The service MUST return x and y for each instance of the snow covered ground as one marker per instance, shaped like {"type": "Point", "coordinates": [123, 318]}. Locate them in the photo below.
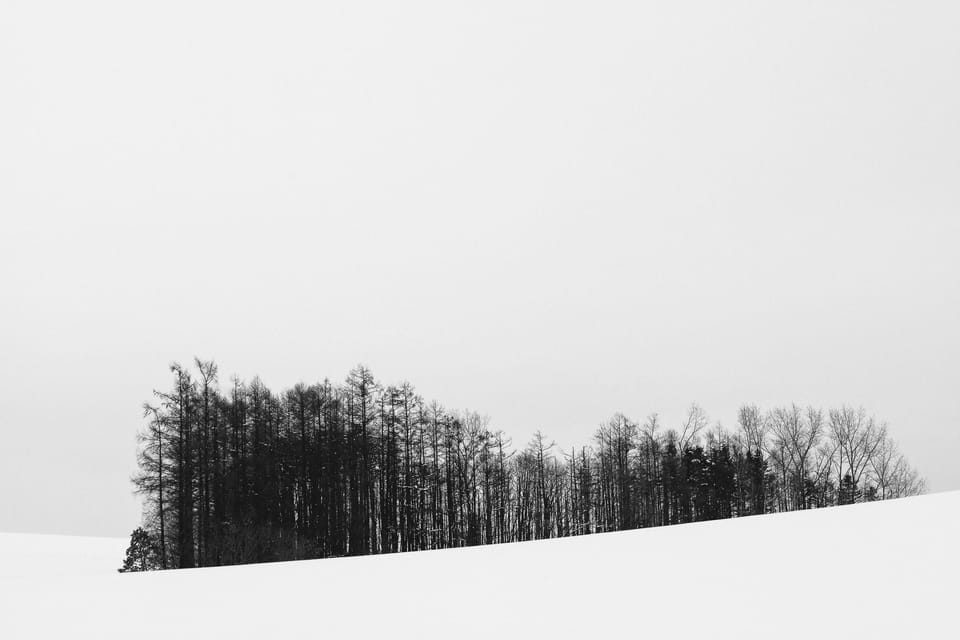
{"type": "Point", "coordinates": [880, 570]}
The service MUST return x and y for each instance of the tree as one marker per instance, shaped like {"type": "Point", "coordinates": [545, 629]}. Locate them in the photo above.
{"type": "Point", "coordinates": [141, 554]}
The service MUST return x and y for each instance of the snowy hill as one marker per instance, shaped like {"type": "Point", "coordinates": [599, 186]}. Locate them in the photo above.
{"type": "Point", "coordinates": [879, 570]}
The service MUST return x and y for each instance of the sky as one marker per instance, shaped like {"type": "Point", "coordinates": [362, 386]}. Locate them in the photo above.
{"type": "Point", "coordinates": [547, 212]}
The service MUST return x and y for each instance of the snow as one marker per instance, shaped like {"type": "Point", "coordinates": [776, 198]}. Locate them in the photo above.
{"type": "Point", "coordinates": [879, 570]}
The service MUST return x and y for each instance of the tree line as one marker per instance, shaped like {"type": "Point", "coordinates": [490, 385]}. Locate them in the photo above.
{"type": "Point", "coordinates": [324, 470]}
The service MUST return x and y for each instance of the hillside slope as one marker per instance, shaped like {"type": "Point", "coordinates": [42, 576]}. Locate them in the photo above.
{"type": "Point", "coordinates": [879, 570]}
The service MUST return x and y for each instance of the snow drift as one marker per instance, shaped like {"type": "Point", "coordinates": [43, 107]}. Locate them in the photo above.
{"type": "Point", "coordinates": [879, 570]}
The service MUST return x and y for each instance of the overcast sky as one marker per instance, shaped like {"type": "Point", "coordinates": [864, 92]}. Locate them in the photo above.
{"type": "Point", "coordinates": [544, 211]}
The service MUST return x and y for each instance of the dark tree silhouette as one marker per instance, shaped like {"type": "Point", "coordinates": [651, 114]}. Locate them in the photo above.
{"type": "Point", "coordinates": [327, 470]}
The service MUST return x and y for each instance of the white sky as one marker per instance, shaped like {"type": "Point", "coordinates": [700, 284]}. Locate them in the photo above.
{"type": "Point", "coordinates": [544, 211]}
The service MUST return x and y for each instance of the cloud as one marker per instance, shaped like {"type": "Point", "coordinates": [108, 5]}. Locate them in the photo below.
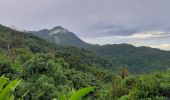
{"type": "Point", "coordinates": [162, 46]}
{"type": "Point", "coordinates": [147, 35]}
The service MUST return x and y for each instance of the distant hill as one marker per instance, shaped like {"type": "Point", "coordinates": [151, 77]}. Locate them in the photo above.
{"type": "Point", "coordinates": [61, 36]}
{"type": "Point", "coordinates": [77, 58]}
{"type": "Point", "coordinates": [138, 59]}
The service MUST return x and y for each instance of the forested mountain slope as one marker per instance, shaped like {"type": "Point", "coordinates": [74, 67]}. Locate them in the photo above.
{"type": "Point", "coordinates": [48, 70]}
{"type": "Point", "coordinates": [138, 59]}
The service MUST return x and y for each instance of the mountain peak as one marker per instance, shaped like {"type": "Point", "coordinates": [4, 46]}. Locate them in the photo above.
{"type": "Point", "coordinates": [57, 30]}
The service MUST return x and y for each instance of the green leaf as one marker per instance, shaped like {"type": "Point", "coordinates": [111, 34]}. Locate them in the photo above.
{"type": "Point", "coordinates": [62, 97]}
{"type": "Point", "coordinates": [81, 93]}
{"type": "Point", "coordinates": [5, 94]}
{"type": "Point", "coordinates": [3, 81]}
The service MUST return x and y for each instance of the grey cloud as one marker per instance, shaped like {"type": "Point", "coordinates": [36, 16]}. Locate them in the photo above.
{"type": "Point", "coordinates": [88, 17]}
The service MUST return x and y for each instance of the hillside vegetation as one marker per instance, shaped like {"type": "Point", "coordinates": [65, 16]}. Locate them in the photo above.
{"type": "Point", "coordinates": [47, 70]}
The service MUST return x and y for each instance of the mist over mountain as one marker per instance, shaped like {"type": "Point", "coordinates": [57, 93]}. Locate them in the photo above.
{"type": "Point", "coordinates": [138, 59]}
{"type": "Point", "coordinates": [61, 36]}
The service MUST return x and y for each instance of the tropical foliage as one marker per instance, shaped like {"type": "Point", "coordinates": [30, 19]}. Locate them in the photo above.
{"type": "Point", "coordinates": [51, 71]}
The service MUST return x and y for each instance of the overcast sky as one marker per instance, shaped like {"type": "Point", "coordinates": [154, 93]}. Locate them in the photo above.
{"type": "Point", "coordinates": [138, 22]}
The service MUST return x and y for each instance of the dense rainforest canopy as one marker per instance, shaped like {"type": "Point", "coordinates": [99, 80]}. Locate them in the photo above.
{"type": "Point", "coordinates": [47, 70]}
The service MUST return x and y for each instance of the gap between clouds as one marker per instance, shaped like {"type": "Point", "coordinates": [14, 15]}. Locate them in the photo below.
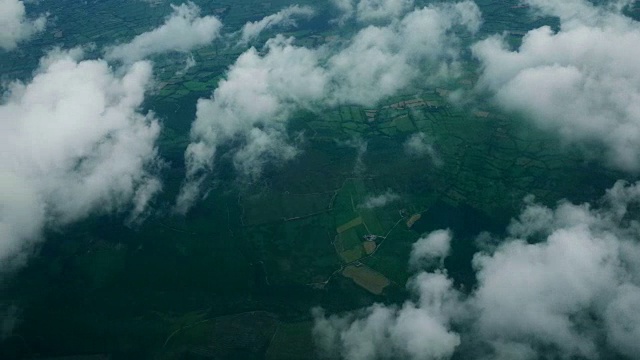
{"type": "Point", "coordinates": [262, 89]}
{"type": "Point", "coordinates": [564, 283]}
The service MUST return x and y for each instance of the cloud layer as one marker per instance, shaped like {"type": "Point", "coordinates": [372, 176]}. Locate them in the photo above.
{"type": "Point", "coordinates": [582, 82]}
{"type": "Point", "coordinates": [564, 283]}
{"type": "Point", "coordinates": [182, 31]}
{"type": "Point", "coordinates": [262, 89]}
{"type": "Point", "coordinates": [72, 144]}
{"type": "Point", "coordinates": [284, 17]}
{"type": "Point", "coordinates": [14, 25]}
{"type": "Point", "coordinates": [372, 10]}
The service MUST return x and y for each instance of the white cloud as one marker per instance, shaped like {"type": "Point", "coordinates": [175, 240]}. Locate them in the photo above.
{"type": "Point", "coordinates": [73, 143]}
{"type": "Point", "coordinates": [431, 249]}
{"type": "Point", "coordinates": [14, 26]}
{"type": "Point", "coordinates": [261, 90]}
{"type": "Point", "coordinates": [284, 17]}
{"type": "Point", "coordinates": [413, 331]}
{"type": "Point", "coordinates": [572, 293]}
{"type": "Point", "coordinates": [182, 31]}
{"type": "Point", "coordinates": [582, 82]}
{"type": "Point", "coordinates": [376, 201]}
{"type": "Point", "coordinates": [372, 10]}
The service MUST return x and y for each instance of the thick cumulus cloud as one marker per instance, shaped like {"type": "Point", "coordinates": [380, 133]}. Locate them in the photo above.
{"type": "Point", "coordinates": [182, 31]}
{"type": "Point", "coordinates": [284, 17]}
{"type": "Point", "coordinates": [14, 25]}
{"type": "Point", "coordinates": [582, 81]}
{"type": "Point", "coordinates": [72, 143]}
{"type": "Point", "coordinates": [261, 90]}
{"type": "Point", "coordinates": [564, 283]}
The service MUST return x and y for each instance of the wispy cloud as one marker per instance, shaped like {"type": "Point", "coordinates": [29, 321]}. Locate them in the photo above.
{"type": "Point", "coordinates": [182, 31]}
{"type": "Point", "coordinates": [263, 89]}
{"type": "Point", "coordinates": [563, 283]}
{"type": "Point", "coordinates": [15, 27]}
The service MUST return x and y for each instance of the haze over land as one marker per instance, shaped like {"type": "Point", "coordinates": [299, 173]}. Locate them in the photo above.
{"type": "Point", "coordinates": [358, 179]}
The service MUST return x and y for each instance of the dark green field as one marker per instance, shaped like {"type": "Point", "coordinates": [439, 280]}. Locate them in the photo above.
{"type": "Point", "coordinates": [236, 278]}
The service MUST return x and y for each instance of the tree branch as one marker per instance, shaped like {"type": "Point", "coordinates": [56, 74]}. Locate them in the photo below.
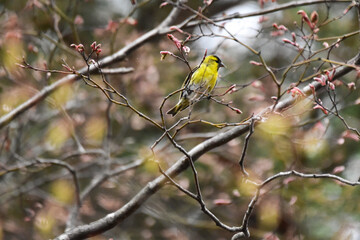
{"type": "Point", "coordinates": [114, 218]}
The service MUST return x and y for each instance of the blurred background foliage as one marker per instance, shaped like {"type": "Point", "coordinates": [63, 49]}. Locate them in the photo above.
{"type": "Point", "coordinates": [35, 200]}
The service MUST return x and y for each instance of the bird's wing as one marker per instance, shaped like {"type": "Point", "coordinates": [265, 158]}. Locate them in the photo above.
{"type": "Point", "coordinates": [187, 81]}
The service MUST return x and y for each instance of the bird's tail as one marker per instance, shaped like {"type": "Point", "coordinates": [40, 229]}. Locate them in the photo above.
{"type": "Point", "coordinates": [181, 105]}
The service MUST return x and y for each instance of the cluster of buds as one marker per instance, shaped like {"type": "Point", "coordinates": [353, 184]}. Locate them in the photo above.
{"type": "Point", "coordinates": [293, 41]}
{"type": "Point", "coordinates": [348, 135]}
{"type": "Point", "coordinates": [96, 48]}
{"type": "Point", "coordinates": [163, 4]}
{"type": "Point", "coordinates": [312, 21]}
{"type": "Point", "coordinates": [280, 30]}
{"type": "Point", "coordinates": [326, 80]}
{"type": "Point", "coordinates": [207, 2]}
{"type": "Point", "coordinates": [320, 106]}
{"type": "Point", "coordinates": [78, 47]}
{"type": "Point", "coordinates": [164, 54]}
{"type": "Point", "coordinates": [295, 91]}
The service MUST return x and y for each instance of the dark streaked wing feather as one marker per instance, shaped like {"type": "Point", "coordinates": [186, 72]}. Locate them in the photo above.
{"type": "Point", "coordinates": [187, 80]}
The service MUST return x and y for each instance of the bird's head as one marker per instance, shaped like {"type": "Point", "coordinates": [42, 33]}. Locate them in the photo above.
{"type": "Point", "coordinates": [213, 59]}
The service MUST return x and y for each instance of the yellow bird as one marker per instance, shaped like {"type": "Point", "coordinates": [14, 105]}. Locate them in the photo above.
{"type": "Point", "coordinates": [198, 83]}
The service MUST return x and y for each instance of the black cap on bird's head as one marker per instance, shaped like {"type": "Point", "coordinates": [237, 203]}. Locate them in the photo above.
{"type": "Point", "coordinates": [218, 60]}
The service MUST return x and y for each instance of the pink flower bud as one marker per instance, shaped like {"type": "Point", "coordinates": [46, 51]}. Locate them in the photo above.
{"type": "Point", "coordinates": [351, 86]}
{"type": "Point", "coordinates": [163, 4]}
{"type": "Point", "coordinates": [255, 63]}
{"type": "Point", "coordinates": [317, 106]}
{"type": "Point", "coordinates": [314, 17]}
{"type": "Point", "coordinates": [93, 45]}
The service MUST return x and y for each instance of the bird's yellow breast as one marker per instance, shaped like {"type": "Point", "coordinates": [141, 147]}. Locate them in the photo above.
{"type": "Point", "coordinates": [205, 76]}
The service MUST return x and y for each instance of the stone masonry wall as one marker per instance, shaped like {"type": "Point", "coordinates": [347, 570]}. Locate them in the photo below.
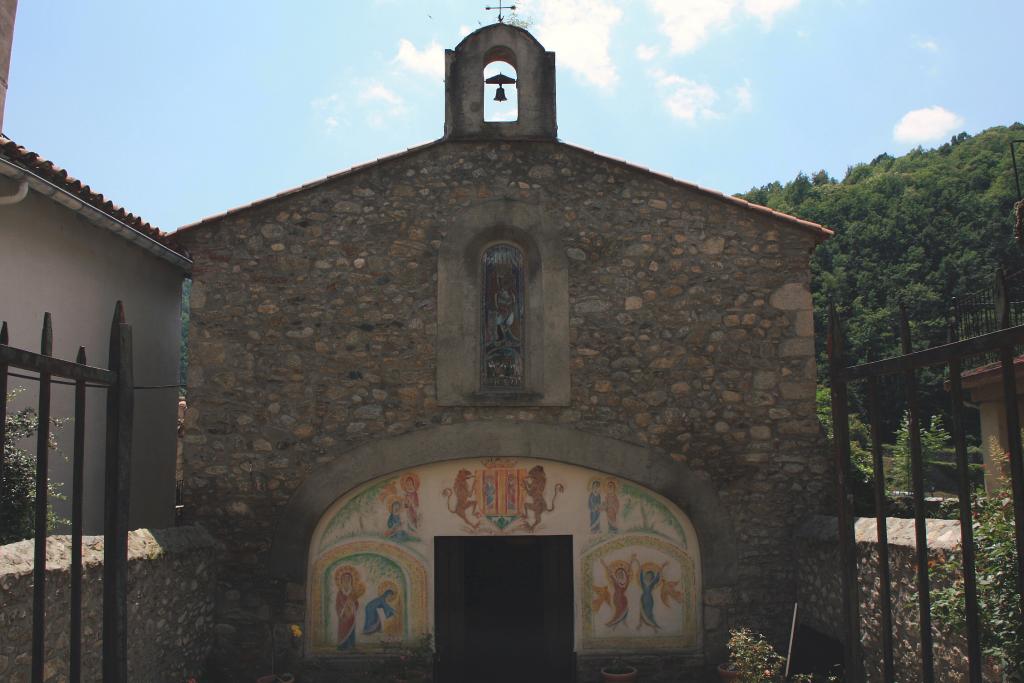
========
Problem description: Only the lines from the one that holds "the bird's head" through the end of the records above should be printed again, exactly as they are. Leave out the pictures.

Output of the task:
The service MUST return x and y for each instance of the bird's head as one marker per instance, shaped like {"type": "Point", "coordinates": [42, 33]}. Locate them in the photo above.
{"type": "Point", "coordinates": [213, 59]}
The service MUST return x and y for each instance of the yellow bird as one marker per instance, shaped like {"type": "Point", "coordinates": [14, 105]}. Locate them in the photo above.
{"type": "Point", "coordinates": [198, 83]}
The service MUST return x and y for each instance of the black cap on bird's head as one marker per instance, shaped like {"type": "Point", "coordinates": [237, 203]}. Locate them in the photo above.
{"type": "Point", "coordinates": [218, 60]}
The service MUST return x and y for each instance of the pink flower bud as one marker per instance, shaped like {"type": "Point", "coordinates": [46, 51]}. Locate them in the photo above.
{"type": "Point", "coordinates": [351, 86]}
{"type": "Point", "coordinates": [163, 4]}
{"type": "Point", "coordinates": [255, 63]}
{"type": "Point", "coordinates": [317, 106]}
{"type": "Point", "coordinates": [314, 17]}
{"type": "Point", "coordinates": [93, 45]}
The service MUST return x and y for each instance of the bird's yellow breast as one marker per instance, shaped like {"type": "Point", "coordinates": [141, 147]}. Locate them in the photo above.
{"type": "Point", "coordinates": [205, 76]}
The service MUST return x and y for each instance of the stone masonry wall as one marker per instance, shaped like {"type": "Point", "coordinates": [347, 570]}. Locate them in the photo below.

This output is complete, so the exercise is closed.